• Problem to work on: Your output should consist of every record, copied exactly.

(Point-per-instance localization data)
##############################
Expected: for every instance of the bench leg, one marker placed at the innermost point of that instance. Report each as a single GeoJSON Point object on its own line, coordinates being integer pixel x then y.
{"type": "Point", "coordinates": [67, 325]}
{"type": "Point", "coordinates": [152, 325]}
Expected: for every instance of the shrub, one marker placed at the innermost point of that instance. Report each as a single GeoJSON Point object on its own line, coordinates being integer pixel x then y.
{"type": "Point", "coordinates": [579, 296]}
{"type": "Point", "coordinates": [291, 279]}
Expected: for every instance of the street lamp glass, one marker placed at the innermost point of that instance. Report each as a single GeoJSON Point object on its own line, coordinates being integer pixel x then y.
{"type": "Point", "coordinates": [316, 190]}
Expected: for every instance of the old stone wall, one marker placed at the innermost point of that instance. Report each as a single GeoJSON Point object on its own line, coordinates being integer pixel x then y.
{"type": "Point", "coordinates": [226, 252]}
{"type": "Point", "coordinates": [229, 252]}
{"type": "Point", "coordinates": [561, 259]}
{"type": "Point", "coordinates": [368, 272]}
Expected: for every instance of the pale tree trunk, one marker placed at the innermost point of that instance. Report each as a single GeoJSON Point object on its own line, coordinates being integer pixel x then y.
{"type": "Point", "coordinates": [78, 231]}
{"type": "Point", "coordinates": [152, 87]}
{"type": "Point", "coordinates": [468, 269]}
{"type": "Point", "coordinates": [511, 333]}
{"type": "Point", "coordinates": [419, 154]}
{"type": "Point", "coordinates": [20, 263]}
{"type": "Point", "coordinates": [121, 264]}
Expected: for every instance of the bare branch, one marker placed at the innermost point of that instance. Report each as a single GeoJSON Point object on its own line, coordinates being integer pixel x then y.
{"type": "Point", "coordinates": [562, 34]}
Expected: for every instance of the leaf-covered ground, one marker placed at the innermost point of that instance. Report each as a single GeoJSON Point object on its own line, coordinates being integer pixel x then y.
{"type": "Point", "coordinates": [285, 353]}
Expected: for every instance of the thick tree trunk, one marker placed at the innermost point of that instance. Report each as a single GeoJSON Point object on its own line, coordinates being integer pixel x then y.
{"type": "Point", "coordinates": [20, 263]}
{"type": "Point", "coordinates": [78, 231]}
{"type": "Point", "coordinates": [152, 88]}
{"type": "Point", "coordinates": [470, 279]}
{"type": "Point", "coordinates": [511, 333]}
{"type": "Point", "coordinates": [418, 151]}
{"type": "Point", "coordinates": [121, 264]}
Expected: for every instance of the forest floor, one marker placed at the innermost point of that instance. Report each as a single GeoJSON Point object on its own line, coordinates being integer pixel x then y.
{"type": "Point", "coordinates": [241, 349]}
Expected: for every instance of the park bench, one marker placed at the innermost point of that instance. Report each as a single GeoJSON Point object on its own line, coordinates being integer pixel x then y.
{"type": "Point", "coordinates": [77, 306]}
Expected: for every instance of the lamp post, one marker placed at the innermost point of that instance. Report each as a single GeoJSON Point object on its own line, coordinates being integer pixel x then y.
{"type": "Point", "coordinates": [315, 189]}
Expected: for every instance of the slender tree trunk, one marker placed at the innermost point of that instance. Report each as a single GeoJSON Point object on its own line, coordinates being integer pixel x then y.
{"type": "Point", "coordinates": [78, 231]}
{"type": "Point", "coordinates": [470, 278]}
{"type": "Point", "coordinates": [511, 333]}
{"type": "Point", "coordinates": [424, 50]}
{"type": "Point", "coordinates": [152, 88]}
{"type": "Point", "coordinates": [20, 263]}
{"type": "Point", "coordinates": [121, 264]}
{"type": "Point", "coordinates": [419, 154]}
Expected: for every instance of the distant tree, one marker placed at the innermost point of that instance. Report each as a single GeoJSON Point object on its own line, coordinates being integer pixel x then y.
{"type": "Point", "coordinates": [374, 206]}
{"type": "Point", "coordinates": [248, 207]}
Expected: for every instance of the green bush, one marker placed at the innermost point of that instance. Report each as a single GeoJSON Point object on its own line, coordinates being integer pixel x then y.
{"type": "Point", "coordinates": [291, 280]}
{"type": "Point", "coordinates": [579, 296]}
##############################
• Result of this task:
Expected: for every instance of the bench leg, one marker placed at the innermost point of that instance. Report each as a single GeoJSON Point object on its own line, coordinates being integer pixel x then y.
{"type": "Point", "coordinates": [67, 325]}
{"type": "Point", "coordinates": [152, 325]}
Expected: for every instance of the shrub, one marker placed at the innermost point of that instance. Report each as a single GeoJSON Point object on its own line, coordinates being integer pixel x then y.
{"type": "Point", "coordinates": [579, 296]}
{"type": "Point", "coordinates": [291, 279]}
Expected: for every instance of the street lamp glass, one marker placed at the innermost point of that instance. Report each as a single GeoJSON Point object on its own line, coordinates being integer pixel x then y.
{"type": "Point", "coordinates": [316, 190]}
Expected: for every instance of the old stone wall, one marker placed at the innermost point of that instance. Report each as a single GeoJSON Point object on its own line, coordinates being integer pixel x then y.
{"type": "Point", "coordinates": [226, 252]}
{"type": "Point", "coordinates": [229, 252]}
{"type": "Point", "coordinates": [561, 259]}
{"type": "Point", "coordinates": [368, 272]}
Expected: for every instance of the pale tree trunk, one marker placed at the innermost point of that instance. Report each as a single GeoJSON Point object on its own line, coordinates being integer pixel x then y.
{"type": "Point", "coordinates": [78, 231]}
{"type": "Point", "coordinates": [152, 87]}
{"type": "Point", "coordinates": [468, 269]}
{"type": "Point", "coordinates": [511, 333]}
{"type": "Point", "coordinates": [419, 154]}
{"type": "Point", "coordinates": [20, 263]}
{"type": "Point", "coordinates": [121, 264]}
Expected: for every instance of the bare branch, one marker placed at the innermost point of that instance. Report each as a single GeoJSON Point object on its own line, coordinates being integer pixel x then y.
{"type": "Point", "coordinates": [562, 34]}
Expected: for every instance of the leaf-covered ground, one marker placed at the innermost point of that instance. Report each as a single GeoJSON Point object on its own line, coordinates being integer pixel x then y.
{"type": "Point", "coordinates": [285, 353]}
Expected: for every instance of the thick tree trunk, one marker placed at the innermost point of that instance. Report each as a single GeoJSON Point object on its own line, coordinates being integer pixel x then y.
{"type": "Point", "coordinates": [20, 263]}
{"type": "Point", "coordinates": [78, 231]}
{"type": "Point", "coordinates": [152, 88]}
{"type": "Point", "coordinates": [470, 279]}
{"type": "Point", "coordinates": [511, 333]}
{"type": "Point", "coordinates": [418, 151]}
{"type": "Point", "coordinates": [121, 264]}
Expected: for every instance of the forest floor, one marker placed at the innermost point of that instance. Report each as a single GeoJSON Point object on its own line, coordinates being integer pixel x then y.
{"type": "Point", "coordinates": [241, 349]}
Expected: for every instance of the park bench, one marker placed at the innermost point of that instance. Report each as a single GeoJSON Point object on its own line, coordinates being integer pixel x then y.
{"type": "Point", "coordinates": [77, 306]}
Expected: for every instance of the lamp post, one marker placed at the innermost point of that instance. Report each as a single GeoJSON Point object on its own line, coordinates being integer pixel x then y.
{"type": "Point", "coordinates": [315, 189]}
Expected: for every instance of the slender tree trunk, one marker placed at the innermost point of that instance. Report each as a single GeoJSON Point object on its own line, coordinates being integer pixel x then y.
{"type": "Point", "coordinates": [78, 231]}
{"type": "Point", "coordinates": [470, 278]}
{"type": "Point", "coordinates": [511, 333]}
{"type": "Point", "coordinates": [424, 50]}
{"type": "Point", "coordinates": [152, 88]}
{"type": "Point", "coordinates": [20, 263]}
{"type": "Point", "coordinates": [121, 264]}
{"type": "Point", "coordinates": [419, 154]}
Expected: for every instance of the distant tree, one marker placed at the innermost point of that instance. Report each as a single GeoJSON Point object on its own line, coordinates being integer pixel x then y.
{"type": "Point", "coordinates": [374, 206]}
{"type": "Point", "coordinates": [248, 207]}
Expected: for every instance of the green bush, one marker placed at the innermost point of that instance. Report each as a single GeoJSON Point object on its own line, coordinates being integer pixel x then y.
{"type": "Point", "coordinates": [291, 280]}
{"type": "Point", "coordinates": [579, 296]}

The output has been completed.